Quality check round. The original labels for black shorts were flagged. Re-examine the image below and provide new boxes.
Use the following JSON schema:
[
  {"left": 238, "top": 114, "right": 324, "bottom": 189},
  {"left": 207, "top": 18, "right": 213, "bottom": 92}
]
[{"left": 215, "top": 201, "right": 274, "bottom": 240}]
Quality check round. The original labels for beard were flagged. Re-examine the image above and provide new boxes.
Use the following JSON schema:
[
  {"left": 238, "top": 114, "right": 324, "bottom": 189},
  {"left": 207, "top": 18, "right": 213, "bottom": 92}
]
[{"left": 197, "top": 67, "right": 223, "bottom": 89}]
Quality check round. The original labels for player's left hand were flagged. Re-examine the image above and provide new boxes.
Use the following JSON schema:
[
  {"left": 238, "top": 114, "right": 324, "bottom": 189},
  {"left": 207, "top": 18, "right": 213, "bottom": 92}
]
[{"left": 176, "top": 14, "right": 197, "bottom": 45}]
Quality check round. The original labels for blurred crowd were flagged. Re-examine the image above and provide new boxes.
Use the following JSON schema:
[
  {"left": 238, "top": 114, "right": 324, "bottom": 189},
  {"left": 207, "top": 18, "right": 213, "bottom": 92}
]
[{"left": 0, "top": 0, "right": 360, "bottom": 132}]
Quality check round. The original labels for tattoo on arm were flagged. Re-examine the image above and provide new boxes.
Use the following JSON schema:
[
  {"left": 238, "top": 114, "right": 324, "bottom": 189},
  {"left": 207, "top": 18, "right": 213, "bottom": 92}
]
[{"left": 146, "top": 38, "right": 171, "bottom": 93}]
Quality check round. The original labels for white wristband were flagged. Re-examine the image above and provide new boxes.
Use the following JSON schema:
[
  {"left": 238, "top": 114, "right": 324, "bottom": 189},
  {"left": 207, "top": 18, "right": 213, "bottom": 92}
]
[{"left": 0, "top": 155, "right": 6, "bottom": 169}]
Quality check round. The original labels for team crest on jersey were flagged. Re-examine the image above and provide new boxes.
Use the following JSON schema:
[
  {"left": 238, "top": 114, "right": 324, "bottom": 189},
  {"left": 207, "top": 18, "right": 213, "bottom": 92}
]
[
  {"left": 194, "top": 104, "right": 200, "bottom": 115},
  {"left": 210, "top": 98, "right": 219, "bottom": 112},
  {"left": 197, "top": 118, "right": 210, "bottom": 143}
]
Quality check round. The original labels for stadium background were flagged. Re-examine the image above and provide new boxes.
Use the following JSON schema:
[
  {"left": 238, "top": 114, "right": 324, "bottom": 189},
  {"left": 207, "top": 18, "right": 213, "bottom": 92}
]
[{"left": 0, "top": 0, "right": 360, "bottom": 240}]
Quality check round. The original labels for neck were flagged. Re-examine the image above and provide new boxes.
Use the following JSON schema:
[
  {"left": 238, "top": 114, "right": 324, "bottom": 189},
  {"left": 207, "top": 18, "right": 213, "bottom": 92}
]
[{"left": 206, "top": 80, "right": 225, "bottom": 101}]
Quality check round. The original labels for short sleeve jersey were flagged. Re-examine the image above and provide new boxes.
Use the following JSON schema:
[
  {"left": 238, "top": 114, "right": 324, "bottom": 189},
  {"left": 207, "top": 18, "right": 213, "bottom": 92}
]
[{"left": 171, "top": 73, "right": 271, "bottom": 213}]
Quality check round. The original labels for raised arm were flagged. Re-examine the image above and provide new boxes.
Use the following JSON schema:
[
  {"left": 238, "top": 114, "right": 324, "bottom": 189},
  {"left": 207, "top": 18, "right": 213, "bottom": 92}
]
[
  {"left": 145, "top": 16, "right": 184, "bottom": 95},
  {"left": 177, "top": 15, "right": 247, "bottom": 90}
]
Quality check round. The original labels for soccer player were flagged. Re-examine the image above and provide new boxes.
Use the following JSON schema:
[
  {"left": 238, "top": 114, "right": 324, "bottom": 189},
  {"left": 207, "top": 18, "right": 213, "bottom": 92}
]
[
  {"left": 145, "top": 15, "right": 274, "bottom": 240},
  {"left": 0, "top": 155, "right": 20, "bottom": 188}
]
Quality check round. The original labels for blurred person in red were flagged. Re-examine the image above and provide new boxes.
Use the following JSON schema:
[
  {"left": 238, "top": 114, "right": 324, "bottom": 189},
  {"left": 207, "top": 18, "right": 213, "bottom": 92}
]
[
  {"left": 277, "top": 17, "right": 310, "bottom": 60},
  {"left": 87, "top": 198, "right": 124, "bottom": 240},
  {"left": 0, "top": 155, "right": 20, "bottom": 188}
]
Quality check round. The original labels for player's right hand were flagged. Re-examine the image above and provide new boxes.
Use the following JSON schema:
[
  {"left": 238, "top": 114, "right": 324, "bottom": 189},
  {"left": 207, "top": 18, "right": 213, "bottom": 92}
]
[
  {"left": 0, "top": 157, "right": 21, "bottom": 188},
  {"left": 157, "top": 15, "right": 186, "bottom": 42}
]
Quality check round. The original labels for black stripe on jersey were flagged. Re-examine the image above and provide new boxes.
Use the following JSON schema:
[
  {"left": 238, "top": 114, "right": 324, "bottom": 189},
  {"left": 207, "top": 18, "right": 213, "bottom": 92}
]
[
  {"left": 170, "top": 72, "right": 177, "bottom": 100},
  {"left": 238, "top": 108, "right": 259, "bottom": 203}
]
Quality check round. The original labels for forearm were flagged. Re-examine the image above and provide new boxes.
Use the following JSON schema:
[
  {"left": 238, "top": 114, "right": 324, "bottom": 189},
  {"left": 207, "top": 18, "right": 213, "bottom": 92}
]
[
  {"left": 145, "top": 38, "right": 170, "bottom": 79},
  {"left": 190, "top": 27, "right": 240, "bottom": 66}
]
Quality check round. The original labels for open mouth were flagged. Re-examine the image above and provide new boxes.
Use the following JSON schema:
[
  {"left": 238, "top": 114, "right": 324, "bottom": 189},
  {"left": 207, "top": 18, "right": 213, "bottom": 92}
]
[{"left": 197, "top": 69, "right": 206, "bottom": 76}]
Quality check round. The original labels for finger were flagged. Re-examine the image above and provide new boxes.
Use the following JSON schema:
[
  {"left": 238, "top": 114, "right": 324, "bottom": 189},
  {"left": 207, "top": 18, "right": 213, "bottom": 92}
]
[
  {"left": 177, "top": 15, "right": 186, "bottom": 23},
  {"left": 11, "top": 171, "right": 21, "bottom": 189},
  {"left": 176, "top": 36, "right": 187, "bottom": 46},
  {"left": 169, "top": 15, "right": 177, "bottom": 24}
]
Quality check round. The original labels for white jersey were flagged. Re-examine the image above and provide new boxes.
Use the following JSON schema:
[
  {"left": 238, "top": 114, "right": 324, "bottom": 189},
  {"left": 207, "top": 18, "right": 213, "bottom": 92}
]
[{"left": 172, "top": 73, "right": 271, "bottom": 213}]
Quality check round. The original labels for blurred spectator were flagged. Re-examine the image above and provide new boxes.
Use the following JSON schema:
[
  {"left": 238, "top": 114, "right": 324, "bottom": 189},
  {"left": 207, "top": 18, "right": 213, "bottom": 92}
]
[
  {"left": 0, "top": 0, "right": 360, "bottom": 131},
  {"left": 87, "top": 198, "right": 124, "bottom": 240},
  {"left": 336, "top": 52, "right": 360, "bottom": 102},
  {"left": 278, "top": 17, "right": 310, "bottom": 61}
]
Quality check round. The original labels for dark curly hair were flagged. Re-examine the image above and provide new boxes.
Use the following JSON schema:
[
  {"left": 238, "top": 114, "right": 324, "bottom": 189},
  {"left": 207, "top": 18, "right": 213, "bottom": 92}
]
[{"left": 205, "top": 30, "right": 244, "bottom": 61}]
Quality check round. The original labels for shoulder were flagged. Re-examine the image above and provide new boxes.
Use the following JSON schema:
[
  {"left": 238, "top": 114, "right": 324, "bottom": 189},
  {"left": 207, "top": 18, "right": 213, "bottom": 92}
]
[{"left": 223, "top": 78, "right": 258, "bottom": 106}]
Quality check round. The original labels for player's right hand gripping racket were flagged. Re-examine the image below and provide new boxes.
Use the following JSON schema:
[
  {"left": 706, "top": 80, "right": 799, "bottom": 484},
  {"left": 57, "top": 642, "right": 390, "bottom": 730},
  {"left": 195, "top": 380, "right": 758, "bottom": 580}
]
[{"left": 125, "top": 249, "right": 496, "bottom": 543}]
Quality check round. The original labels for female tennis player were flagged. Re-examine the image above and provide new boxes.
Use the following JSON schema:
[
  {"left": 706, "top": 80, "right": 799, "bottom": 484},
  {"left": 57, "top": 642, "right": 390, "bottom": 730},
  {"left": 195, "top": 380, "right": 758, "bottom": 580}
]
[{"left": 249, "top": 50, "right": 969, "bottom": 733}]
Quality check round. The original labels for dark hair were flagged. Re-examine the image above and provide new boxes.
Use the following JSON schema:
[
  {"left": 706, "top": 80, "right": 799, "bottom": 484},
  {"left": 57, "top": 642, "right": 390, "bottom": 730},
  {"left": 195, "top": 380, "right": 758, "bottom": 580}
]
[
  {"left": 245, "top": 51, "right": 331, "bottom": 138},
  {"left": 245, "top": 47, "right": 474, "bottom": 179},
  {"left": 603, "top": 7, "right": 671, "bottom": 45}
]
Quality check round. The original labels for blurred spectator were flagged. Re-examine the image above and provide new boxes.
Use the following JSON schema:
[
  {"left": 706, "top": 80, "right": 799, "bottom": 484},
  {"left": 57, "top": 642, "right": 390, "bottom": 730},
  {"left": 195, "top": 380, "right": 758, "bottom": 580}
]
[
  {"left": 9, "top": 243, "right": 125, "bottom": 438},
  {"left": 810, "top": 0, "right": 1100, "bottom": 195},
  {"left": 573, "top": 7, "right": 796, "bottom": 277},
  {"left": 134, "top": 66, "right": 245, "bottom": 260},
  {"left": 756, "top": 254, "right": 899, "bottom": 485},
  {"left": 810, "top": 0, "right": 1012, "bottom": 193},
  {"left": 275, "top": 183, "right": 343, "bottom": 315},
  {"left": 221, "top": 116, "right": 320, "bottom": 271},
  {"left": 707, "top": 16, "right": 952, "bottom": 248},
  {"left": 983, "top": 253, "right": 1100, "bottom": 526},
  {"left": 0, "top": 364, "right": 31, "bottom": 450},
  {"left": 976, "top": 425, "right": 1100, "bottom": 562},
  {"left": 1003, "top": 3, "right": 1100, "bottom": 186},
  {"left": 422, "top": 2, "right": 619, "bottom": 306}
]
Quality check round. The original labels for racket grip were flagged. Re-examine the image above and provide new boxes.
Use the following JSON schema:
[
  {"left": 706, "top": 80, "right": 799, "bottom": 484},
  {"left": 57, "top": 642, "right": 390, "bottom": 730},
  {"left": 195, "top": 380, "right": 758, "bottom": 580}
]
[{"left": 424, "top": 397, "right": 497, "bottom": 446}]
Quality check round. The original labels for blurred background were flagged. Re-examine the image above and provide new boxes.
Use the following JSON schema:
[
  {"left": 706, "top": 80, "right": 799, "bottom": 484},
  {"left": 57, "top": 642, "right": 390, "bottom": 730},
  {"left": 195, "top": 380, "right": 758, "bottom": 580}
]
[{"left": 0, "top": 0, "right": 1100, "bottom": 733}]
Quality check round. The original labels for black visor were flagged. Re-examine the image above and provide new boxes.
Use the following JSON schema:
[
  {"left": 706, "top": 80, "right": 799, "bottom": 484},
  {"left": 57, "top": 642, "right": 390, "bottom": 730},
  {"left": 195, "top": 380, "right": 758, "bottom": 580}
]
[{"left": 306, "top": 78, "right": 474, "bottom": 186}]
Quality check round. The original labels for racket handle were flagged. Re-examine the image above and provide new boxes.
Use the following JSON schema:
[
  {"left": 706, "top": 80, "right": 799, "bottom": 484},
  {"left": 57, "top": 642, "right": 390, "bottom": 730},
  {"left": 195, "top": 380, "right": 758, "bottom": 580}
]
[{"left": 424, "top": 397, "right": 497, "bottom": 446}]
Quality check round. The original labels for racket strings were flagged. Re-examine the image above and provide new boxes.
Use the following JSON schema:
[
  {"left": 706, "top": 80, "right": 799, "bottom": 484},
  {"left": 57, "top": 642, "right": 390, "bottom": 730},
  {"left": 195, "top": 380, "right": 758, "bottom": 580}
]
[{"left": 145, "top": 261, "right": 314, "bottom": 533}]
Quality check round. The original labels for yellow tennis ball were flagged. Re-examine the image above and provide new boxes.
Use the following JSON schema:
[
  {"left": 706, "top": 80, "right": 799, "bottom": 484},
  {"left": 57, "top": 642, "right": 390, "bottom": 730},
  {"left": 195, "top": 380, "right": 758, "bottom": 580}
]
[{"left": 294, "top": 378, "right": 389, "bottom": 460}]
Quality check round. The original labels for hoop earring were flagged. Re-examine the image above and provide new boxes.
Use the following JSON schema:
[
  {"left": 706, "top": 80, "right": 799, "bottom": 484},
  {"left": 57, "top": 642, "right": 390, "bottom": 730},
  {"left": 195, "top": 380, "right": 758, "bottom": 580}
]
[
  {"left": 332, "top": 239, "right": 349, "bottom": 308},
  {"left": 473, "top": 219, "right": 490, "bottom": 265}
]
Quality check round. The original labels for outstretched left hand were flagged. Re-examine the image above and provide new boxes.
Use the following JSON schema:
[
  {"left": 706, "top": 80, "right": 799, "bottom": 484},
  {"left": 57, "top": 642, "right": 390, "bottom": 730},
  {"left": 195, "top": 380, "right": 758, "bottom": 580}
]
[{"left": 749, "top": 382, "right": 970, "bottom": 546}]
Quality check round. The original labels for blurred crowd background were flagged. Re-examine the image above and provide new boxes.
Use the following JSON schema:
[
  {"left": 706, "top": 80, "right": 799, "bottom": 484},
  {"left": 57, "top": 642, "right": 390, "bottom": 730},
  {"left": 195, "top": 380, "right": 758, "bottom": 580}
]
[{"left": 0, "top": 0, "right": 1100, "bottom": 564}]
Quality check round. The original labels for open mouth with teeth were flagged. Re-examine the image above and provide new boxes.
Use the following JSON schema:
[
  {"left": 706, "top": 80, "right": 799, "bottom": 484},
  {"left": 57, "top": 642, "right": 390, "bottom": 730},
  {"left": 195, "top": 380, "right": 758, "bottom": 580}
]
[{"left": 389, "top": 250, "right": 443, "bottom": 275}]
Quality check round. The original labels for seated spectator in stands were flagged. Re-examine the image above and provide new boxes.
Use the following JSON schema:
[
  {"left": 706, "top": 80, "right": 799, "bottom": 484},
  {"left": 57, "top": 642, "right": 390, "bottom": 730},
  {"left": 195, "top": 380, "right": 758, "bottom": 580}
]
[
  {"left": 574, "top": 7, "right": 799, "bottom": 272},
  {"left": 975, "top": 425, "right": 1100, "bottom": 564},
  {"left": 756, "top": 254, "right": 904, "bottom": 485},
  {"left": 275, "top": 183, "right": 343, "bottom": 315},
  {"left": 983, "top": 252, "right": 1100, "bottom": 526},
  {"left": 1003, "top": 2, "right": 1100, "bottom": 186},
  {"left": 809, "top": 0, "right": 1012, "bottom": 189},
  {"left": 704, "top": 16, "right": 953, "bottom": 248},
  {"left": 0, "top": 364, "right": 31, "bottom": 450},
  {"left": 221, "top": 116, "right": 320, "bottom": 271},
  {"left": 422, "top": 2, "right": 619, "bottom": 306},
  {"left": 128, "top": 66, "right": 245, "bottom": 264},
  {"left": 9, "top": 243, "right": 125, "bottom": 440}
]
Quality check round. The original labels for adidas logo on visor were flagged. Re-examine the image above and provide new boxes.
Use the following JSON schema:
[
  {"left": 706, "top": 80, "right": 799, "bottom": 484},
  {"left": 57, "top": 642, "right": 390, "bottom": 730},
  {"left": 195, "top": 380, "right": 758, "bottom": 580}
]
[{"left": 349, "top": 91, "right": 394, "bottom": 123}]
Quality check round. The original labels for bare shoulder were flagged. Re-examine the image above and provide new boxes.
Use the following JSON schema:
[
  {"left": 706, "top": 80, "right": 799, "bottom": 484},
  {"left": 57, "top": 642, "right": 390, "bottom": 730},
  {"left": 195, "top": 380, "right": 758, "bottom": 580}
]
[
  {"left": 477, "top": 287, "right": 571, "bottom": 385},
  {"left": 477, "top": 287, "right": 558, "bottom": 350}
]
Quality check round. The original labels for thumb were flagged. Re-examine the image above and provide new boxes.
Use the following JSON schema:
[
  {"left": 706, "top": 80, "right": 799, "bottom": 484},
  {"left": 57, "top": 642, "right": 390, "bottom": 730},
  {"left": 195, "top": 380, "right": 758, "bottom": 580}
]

-- -- --

§ **Task description**
Collect every line of the listing that contains the string "hair" and copy each one out.

§ **Written solution**
Quality check round. The original labels for dark curly hair were flagged. Re-examine the image above and provide new boxes.
Quality check round. The original labels for dark hair were flagged. Re-examine the image above and provide new boxes.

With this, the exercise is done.